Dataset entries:
================

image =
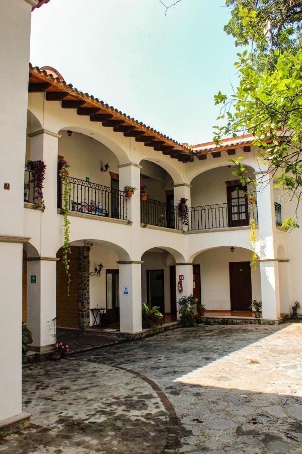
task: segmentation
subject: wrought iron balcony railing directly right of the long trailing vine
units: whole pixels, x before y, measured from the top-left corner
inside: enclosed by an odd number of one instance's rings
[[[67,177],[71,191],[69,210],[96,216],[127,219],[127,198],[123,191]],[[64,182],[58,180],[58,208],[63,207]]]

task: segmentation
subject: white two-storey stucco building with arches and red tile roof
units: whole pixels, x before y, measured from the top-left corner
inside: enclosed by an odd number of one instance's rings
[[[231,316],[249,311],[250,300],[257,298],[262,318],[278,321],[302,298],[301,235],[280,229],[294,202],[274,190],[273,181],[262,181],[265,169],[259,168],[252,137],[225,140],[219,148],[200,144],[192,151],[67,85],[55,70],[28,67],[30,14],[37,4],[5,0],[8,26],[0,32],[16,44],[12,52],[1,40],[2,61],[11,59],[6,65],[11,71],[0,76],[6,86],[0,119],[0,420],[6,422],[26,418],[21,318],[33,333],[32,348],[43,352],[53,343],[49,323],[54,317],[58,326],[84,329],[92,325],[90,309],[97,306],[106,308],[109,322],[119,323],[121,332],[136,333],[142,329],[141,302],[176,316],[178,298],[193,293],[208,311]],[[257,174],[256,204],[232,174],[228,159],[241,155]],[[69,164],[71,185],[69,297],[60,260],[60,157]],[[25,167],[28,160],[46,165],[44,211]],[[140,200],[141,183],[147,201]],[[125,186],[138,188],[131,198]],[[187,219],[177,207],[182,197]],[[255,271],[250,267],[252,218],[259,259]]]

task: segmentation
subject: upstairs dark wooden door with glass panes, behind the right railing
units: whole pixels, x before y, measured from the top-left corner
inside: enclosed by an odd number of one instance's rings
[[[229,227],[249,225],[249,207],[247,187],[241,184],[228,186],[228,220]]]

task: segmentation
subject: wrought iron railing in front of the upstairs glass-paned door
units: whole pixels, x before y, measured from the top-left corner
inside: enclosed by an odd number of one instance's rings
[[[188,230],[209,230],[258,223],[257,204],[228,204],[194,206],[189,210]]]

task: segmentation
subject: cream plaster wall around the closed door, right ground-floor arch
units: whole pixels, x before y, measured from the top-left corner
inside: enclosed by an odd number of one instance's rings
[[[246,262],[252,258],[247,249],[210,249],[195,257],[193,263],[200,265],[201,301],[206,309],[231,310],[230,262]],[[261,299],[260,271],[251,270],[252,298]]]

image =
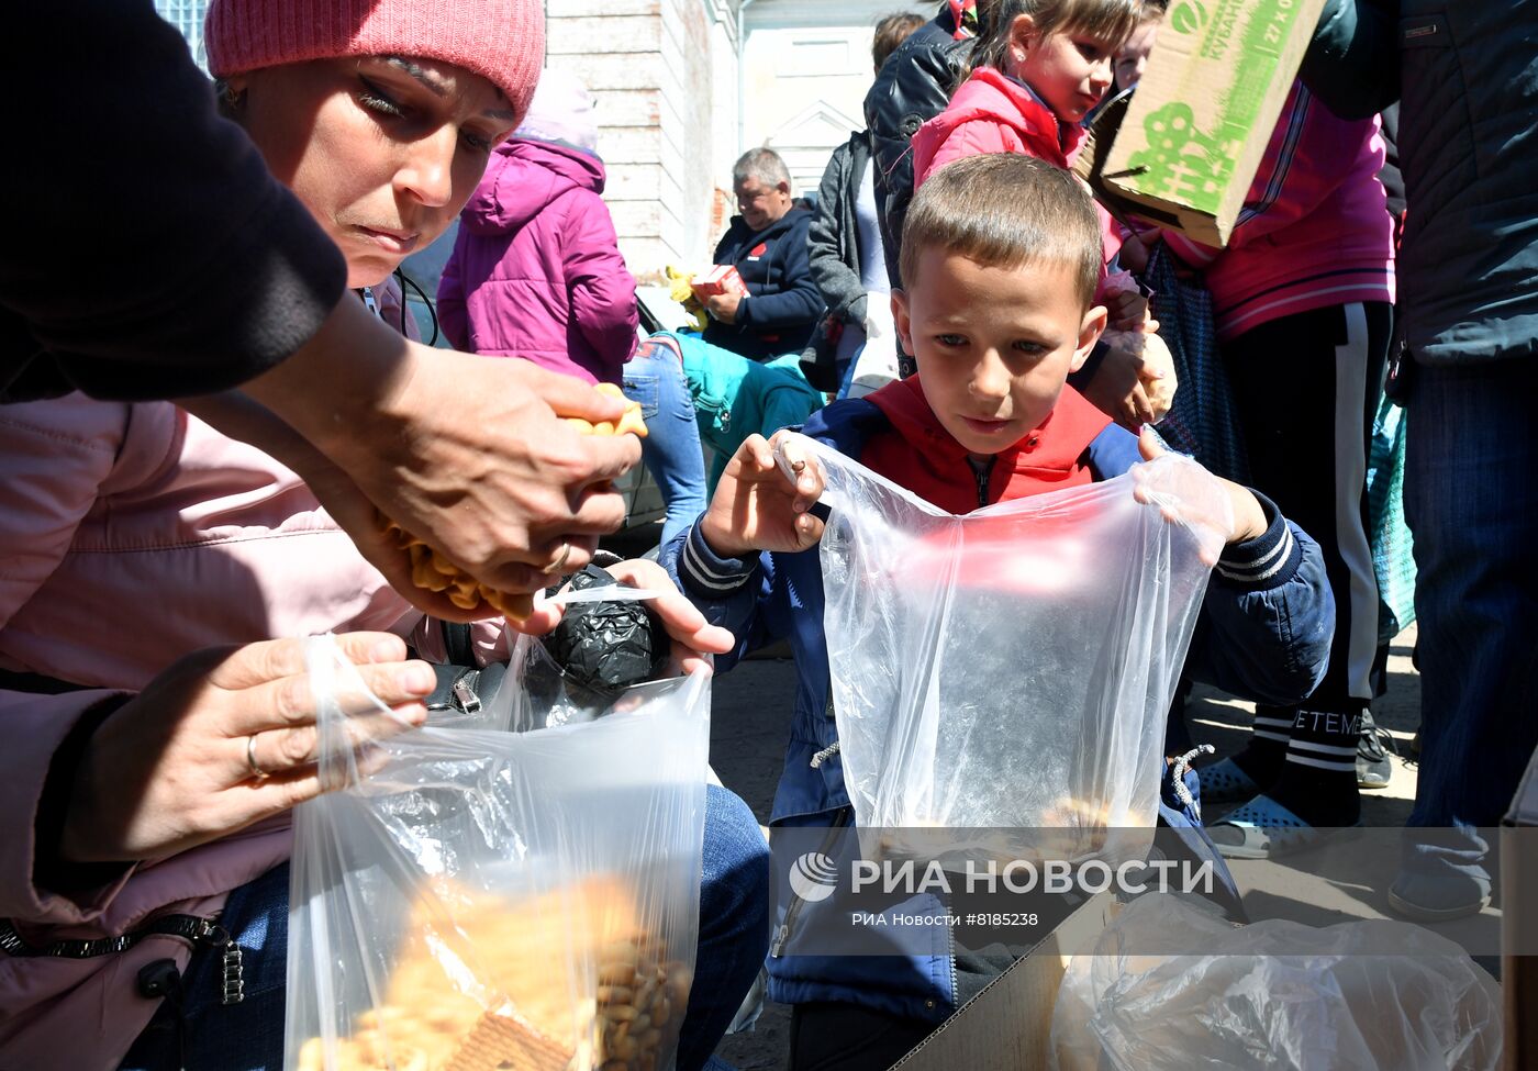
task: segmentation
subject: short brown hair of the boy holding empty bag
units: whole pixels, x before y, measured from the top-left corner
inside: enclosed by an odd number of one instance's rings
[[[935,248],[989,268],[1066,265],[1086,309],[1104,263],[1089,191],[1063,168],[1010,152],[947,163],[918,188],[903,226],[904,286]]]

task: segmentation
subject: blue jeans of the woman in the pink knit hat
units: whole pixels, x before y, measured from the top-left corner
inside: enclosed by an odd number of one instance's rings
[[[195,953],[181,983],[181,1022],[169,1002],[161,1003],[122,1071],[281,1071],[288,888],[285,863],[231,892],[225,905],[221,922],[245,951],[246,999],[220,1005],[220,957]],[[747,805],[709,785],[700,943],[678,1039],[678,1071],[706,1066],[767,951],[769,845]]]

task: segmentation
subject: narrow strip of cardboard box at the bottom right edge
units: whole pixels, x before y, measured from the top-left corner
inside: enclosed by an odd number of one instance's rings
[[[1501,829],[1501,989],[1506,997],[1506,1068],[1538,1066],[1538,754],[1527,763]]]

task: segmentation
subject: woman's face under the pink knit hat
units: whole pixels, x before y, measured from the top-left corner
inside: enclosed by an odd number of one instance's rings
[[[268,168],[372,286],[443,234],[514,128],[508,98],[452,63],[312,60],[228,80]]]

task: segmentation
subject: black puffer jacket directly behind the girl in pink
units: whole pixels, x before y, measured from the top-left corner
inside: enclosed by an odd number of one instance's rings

================

> **Problem to work on**: Transcribe every record above exactly as written, leaving out any pictures.

> **Output for this task**:
image =
task: segmentation
subject: wrought iron balcony railing directly right of the long trailing vine
units: whole pixels, x before y, measured from the top-left corner
inside: enclosed by an odd number of one instance's rings
[[[67,177],[71,191],[69,210],[96,216],[127,219],[127,198],[123,191]],[[64,182],[58,180],[58,208],[63,207]]]

task: segmentation
subject: white two-storey stucco building with arches and red tile roof
units: whole pixels, x before y, measured from the top-left corner
inside: enclosed by an odd number of one instance's rings
[[[231,316],[249,311],[250,300],[257,298],[262,318],[278,321],[302,298],[301,235],[280,229],[294,202],[274,190],[273,181],[262,181],[265,169],[259,168],[252,137],[225,140],[219,148],[200,144],[192,151],[67,85],[55,70],[28,67],[30,14],[37,4],[5,0],[8,26],[0,32],[16,44],[12,52],[1,40],[2,61],[11,59],[6,65],[11,71],[0,76],[6,86],[0,119],[0,420],[6,422],[26,418],[21,318],[33,333],[32,348],[43,352],[53,343],[49,323],[54,317],[58,326],[84,329],[92,325],[90,309],[97,306],[106,308],[109,322],[119,323],[121,332],[136,333],[142,329],[141,302],[176,316],[178,298],[193,293],[208,311]],[[257,174],[256,204],[232,174],[228,159],[241,155]],[[69,164],[71,185],[69,297],[60,260],[60,157]],[[25,167],[28,160],[46,165],[44,211]],[[140,200],[141,183],[147,201]],[[125,186],[138,188],[131,198]],[[187,219],[177,207],[182,197]],[[255,271],[250,267],[252,218],[259,259]]]

task: segmentation
subject: upstairs dark wooden door with glass panes, behind the right railing
units: whole pixels, x before y, measured from the top-left corner
inside: enclosed by an odd number of one instance's rings
[[[229,227],[249,225],[249,207],[247,187],[241,184],[228,186],[228,220]]]

task: segmentation
subject: wrought iron railing in front of the upstairs glass-paned door
units: whole pixels, x before y, measured from the top-left corner
inside: enclosed by an odd number of one instance's rings
[[[188,230],[209,230],[258,223],[257,204],[228,204],[194,206],[189,210]]]

task: segmentation
subject: cream plaster wall around the closed door, right ground-floor arch
units: whole pixels, x before y, measured from the top-left corner
inside: enclosed by an odd number of one instance's rings
[[[246,262],[252,258],[247,249],[210,249],[195,257],[193,263],[200,265],[201,301],[206,309],[231,310],[230,262]],[[261,299],[260,271],[251,270],[252,298]]]

image =
task: segmentation
subject: short brown hair of the boy holding empty bag
units: whole pixels, x before y, measured from the top-left corner
inside: enclosed by an odd number of one instance's rings
[[[935,248],[989,268],[1066,265],[1086,309],[1104,263],[1089,191],[1063,168],[1010,152],[947,163],[918,188],[903,226],[904,286]]]

task: segmentation
subject: blue jeans of the woman in the pink knit hat
units: whole pixels, x before y, measured from the top-left corner
inside: enclosed by an odd number of one instance's rings
[[[195,953],[181,983],[181,1022],[169,1002],[161,1003],[122,1071],[281,1071],[288,888],[285,863],[231,892],[225,905],[221,922],[245,951],[246,999],[220,1005],[220,957]],[[747,805],[709,785],[700,943],[678,1039],[678,1071],[706,1066],[767,951],[769,845]]]

task: segmentation
subject: narrow strip of cardboard box at the bottom right edge
units: whole pixels, x before y, measured from the top-left corner
inside: enclosed by an odd number of one instance's rings
[[[1501,829],[1501,989],[1506,997],[1506,1068],[1538,1066],[1538,754],[1527,763]]]

task: segmentation
subject: woman's face under the pink knit hat
units: whole pixels, x before y, measured from the top-left corner
inside: enclosed by an odd number of one instance's rings
[[[268,168],[372,286],[443,234],[514,128],[508,98],[452,63],[312,60],[228,80]]]

task: segmentation
subject: black puffer jacket directly behind the girl in pink
units: whole pixels, x before y, measured from the top-left corner
inside: enclosed by an odd number of one instance's rings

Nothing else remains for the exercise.